> 指示 A:
後に続く記録から、文字列「tree」を含む行をすべて抜き出してください。大文字と小文字は区別します。

> ページ本文:
╭──
M&Aにおける役員借入金の取扱いを解説

2021.01.07 M&A知識

役員借入金という用語は、会社が金融機関ではなく役員から借りているお金を意味します。

多くの中小企業では、社長個人が企業に対してお金を貸付する形で、運転資金を賄っている現状があります。

M&Aを行うと経営権や事業の運営者が買い手に移るため、役員借入金を返済して欲しいと考える会社オーナーの方は少なくありません。

では一体、後継者への事業承継や会社売却を目的にM&Aを行うと、役員借入金は返ってくるのでしょうか?

今回のコラム記事では、数あるM&Aの事例をもとに役員借入金の一般的な取扱いを紹介します。

株式譲渡と事業譲渡によって役員借入金の取扱いは異なる

中小企業が行うM&Aの多くは、株式譲渡または事業譲渡のスキームで実施されます。

株式譲渡と事業譲渡のどちらを選ぶかによって、役員借入金の取扱いは変わってきます。

役員借入金の回収を目指す場合には、まずはそれぞれの違いを理解しておかなくてはいけません。

株式譲渡

株式譲渡とは、株式の売買によって会社の経営権ごと買い手に移転するM&Aの手法です。

株式譲渡によるM&Aでは、資産や権利義務の移転手続きや債権者保護、株主総会の特別決議などがすべて不要です。

簡便な手続きのみで実施できるため、会社まるごと売却したいケースではもっとも用いられているスキームとなっています。
╰──
> 保存された行:
╭──
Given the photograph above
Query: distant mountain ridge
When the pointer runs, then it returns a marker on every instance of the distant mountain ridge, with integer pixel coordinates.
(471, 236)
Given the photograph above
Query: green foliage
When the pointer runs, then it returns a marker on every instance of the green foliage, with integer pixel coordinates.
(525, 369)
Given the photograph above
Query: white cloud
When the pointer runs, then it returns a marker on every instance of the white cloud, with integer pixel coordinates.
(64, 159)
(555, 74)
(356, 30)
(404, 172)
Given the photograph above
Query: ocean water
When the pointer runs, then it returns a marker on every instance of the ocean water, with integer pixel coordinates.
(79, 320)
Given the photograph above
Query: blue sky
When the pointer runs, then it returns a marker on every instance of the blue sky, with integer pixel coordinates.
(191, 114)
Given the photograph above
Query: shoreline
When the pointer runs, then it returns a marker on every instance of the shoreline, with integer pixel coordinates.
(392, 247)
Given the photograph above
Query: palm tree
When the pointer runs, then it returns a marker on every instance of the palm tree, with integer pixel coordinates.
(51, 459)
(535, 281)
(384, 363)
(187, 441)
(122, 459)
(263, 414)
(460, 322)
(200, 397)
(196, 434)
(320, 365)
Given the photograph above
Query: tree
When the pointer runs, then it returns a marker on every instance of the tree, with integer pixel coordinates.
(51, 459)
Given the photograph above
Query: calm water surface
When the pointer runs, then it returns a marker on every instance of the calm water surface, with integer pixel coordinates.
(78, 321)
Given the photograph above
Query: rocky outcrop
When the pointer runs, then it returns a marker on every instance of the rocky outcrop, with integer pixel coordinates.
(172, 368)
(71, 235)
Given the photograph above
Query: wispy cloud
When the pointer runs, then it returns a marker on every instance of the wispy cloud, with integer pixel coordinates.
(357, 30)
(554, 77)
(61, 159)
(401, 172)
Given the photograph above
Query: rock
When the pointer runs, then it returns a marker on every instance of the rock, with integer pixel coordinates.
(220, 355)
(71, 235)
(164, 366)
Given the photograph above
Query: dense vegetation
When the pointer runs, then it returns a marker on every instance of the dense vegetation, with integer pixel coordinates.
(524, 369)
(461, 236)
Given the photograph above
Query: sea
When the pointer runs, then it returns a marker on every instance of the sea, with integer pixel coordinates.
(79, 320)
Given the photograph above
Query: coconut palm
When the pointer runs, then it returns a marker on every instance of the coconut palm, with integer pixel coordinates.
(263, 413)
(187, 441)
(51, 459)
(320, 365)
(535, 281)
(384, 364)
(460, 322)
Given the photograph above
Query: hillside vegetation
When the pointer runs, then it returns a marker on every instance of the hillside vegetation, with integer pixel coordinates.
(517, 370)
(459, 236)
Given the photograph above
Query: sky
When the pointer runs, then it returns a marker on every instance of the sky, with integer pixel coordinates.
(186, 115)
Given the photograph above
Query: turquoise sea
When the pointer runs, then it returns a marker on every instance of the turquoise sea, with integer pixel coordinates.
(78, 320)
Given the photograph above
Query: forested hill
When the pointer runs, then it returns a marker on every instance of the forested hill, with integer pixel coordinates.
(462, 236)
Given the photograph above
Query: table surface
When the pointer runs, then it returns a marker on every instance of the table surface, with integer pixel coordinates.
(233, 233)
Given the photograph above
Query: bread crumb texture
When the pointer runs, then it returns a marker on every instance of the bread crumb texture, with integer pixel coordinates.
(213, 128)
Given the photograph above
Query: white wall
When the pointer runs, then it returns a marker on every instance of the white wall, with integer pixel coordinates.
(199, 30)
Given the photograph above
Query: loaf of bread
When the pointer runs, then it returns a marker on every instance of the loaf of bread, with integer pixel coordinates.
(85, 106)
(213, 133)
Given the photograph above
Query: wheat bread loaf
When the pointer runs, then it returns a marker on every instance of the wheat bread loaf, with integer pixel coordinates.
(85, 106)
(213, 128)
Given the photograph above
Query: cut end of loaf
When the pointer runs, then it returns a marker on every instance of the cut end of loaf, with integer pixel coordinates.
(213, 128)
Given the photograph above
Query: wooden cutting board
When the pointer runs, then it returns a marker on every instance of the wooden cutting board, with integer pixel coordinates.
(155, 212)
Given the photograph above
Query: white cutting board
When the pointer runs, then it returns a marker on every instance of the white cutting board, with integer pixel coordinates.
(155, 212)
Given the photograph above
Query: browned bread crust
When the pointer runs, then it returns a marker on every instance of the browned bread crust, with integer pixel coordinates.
╰──
> 指示 B:
上の役員借入金の記事のうち、「株式譲渡とは、株式の売買によ」と「いるスキームとなっています。」の間の部分を、両端の語句も含めて打ち直してください。

> 正しい出力 A:
Query: palm tree
When the pointer runs, then it returns a marker on every instance of the palm tree, with integer pixel coordinates.
Query: tree
When the pointer runs, then it returns a marker on every instance of the tree, with integer pixel coordinates.

> 正しい出力 B:
株式譲渡とは、株式の売買によって会社の経営権ごと買い手に移転するM&Aの手法です。

株式譲渡によるM&Aでは、資産や権利義務の移転手続きや債権者保護、株主総会の特別決議などがすべて不要です。

簡便な手続きのみで実施できるため、会社まるごと売却したいケースではもっとも用いられているスキームとなっています。